═══ TESTO CITATO ═══
6) SACRAMENTO KINGS: Willie Cauley-Stein

Dall’avvento della nuova dirigenza indiana i Kings scelgono al Draft in maniera meno criptica solamente degli irraggiungibili Sixers: dopo due guardie tiratrici consecutive, quest’anno arriva a Sacramento un lungo dato tranquillamente in Lottery, ma difficilmente addirittura alla 6. In realtà Cauley-Stein possiede esattamente le caratteristiche di lungo rapido e atletico, oltre all’ottima presenza difensiva, che tanto piacciono a Karl. Caratteristiche che invece non possiede DeMarcus Cousins, offensivamente anni luce avanti al collega ma quasi incompatibile con l’idea di gioco dell’ex coach di Denver: chiaro dunque come la scelta di un giocatore nello stesso ruolo autorizzi a pensare sempre più alla sua clamorosa cessione, che pare lo scenario più probabile al momento. Ma non l’unico: alcune voci vorrebbero invece Karl in forte rischio proprio per la sua mancata convivenza con DMC, ormai esplicitamente dichiarata anche via social. In questo secondo caso, seppur tutta da verificare, non è impossibile pensare a una possibile convivenza tra i due prodotti di Kentucky, visto che Cauley-Stein non ha gioco perimetrale in attacco ma in difesa è perfettamente in grado di marcare avversari più rapidi, divenendo così una possibile body guard difensiva dello stesso Cousins (che la difesa tende a non considerarla granché, per usare un eufemismo). Staremo a vedere, al momento comunque, al di la delle dichiarazioni di facciata, la cessione del centro titolare pare comunque più vicina.

“Yo, fratello, come butta? Era ora che facessi il mio nome!”

7) DENVER NUGGETS: Emanuel Mudiay

Dopo Okafor, un altro nobile decaduto, che solo qualche mese fa veniva dato in lotta proprio con l’ex Duke per essere il primo ad alzarsi dal tavolo al Barclay Center. E’ andata male a entrambi, a Mudiay di più, ma era ormai risaputo che le sue quotazioni fossero al ribasso, probabilmente per il livello non esattamente trascendentale del campionato cinese, in cui era finito a dominare per un ricco contratto che aiutasse la famiglia in difficoltà. Pesa anche un infortunio alla caviglia che non gli ha permesso, seppur nel contesto tecnicamente rivedibile, di mostrare appieno il suo talento negli ultimi mesi, e che hanno portato al definitivo sorpasso di D’Angelo Russell nella considerazione dei GM sul miglior play del Draft. Ma ciò nonostante, rimane una gran presa alla 7 per Denver, che si ritrova in squadra quasi con stupore una potenziale prima scelta assoluta e un giocatore che per caratteristiche e attitudine può prendersi sulle spalle la squadra nel giro di poco tempo, anche perché ha il vantaggio di aver già provato il professionismo, seppur nel contesto citato. Il congolese sarà ovviamente il punto fermo da cui ripartire, per il resto cantiere aperto in Colorado, con Lawson che potrebbe essere quindi il primo a fare le valigie, magari in direzione California da un vecchio coach che lo adora…

 

8) DETROIT PISTONS: Stanley Johnson

Brandon Jennings (dato peraltro per possibile partente) l’ha twittato subito: Great Pick. E ci sentiamo di condividere, specie considerando quello che serviva alla Motown dopo il divorzio da Josh Smith: arriva in Michigan un’ala combattiva, di grande agonismo e applicazione difensiva, migliorato molto anche offensivamente nell’ultimo periodo, un giocatore che “ha fame” e lotta come non se ne vedevano da tempo da queste parti, e dello stesso tipo che regala dolcissimi ricordi agli ormai rassegnati tifosi dei Pistons. Quasi certo dunque lo status di beniamino del pubblico nel giro di pochissimo tempo, buone anche le possibilità di un suo impatto positivo fin da subito in campo. Secondo Chad Ford, i Pistons si pentiranno di non aver scelto Winslow, per molti versi giocatore similissimo ma forse più futuribile soprattutto offensivamente: staremo anche qui a vedere, di sicuro Detroit porta a casa ciò di cui aveva bisogno.
═══ DATI FORNITI ═══
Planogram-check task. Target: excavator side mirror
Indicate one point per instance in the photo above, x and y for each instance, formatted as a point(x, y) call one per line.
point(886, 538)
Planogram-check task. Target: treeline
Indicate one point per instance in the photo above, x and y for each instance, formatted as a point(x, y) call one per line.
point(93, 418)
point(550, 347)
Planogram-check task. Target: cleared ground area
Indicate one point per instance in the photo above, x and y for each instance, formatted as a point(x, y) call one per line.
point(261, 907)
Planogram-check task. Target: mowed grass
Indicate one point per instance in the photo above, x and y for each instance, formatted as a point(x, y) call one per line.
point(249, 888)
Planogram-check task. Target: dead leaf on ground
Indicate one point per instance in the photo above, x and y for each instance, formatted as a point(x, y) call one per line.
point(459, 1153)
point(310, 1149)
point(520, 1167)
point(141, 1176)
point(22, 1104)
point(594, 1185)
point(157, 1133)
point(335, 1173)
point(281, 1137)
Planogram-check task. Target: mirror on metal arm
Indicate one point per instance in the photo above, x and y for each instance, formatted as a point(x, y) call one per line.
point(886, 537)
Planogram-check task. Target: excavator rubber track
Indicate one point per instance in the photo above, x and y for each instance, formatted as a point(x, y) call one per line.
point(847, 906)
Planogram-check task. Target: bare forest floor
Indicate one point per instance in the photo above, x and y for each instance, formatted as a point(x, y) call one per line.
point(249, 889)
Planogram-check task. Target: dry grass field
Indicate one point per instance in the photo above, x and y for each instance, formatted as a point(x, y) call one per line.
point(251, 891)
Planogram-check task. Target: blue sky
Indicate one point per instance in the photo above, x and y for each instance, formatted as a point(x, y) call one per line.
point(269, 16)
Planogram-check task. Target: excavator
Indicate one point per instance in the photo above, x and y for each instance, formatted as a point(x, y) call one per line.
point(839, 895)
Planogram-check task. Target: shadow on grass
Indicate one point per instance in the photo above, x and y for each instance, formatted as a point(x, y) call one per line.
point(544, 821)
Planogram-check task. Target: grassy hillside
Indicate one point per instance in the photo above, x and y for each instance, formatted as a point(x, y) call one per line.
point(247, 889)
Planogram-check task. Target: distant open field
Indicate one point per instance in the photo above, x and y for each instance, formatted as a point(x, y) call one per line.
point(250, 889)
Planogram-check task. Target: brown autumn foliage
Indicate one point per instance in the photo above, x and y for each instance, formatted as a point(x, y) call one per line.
═══
■ IN COSA CONSISTE: Riassumi in tre frasi il commento sulle scelte al Draft. Per questo lavoro i record non servono.

■ RISULTATO: Con la sesta scelta i Kings prendono Willie Cauley-Stein, un lungo rapido, atletico e forte in difesa come piace a Karl, e la scelta fa pensare sempre più alla cessione di DeMarcus Cousins. Alla 7 Denver ottiene Emanuel Mudiay, le cui quotazioni erano calate per il livello del campionato cinese e per un infortunio alla caviglia, ma che resta una gran presa e sarà il punto fermo da cui ripartire. Alla 8 Detroit sceglie Stanley Johnson, un'ala combattiva e di grande applicazione difensiva, e porta così a casa ciò di cui aveva bisogno.